===== DATASET EXCERPTS =====

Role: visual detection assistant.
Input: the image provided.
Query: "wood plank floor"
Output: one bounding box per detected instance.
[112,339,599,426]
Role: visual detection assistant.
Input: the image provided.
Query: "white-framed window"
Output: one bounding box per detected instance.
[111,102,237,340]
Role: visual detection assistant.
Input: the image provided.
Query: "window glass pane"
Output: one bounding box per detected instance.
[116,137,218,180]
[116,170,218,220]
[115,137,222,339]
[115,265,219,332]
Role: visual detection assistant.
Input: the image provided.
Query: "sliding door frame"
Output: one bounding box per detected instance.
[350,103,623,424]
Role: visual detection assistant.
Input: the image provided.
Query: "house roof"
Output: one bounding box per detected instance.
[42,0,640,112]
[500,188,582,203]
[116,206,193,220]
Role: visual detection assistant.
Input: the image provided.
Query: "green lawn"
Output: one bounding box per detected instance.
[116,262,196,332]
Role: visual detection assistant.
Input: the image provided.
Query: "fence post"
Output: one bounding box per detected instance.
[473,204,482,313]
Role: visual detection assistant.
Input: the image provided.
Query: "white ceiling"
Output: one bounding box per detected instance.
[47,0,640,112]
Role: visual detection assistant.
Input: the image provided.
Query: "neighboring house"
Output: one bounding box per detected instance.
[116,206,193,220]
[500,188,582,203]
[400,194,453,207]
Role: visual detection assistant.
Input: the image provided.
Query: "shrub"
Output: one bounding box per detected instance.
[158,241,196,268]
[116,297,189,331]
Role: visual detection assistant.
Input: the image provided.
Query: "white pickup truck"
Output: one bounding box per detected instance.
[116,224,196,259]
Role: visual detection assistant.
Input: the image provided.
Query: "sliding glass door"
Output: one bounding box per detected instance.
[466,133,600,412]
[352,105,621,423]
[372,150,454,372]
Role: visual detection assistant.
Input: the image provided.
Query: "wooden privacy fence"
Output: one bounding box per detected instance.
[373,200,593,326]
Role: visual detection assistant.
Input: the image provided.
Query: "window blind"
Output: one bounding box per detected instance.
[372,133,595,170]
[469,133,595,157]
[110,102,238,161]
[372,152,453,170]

=====

_SET PROBLEM_: Return each line of the entries above that contains the word "house". Case counts.

_EXPECTED ANSWER_:
Query: "house roof"
Query: "neighboring house"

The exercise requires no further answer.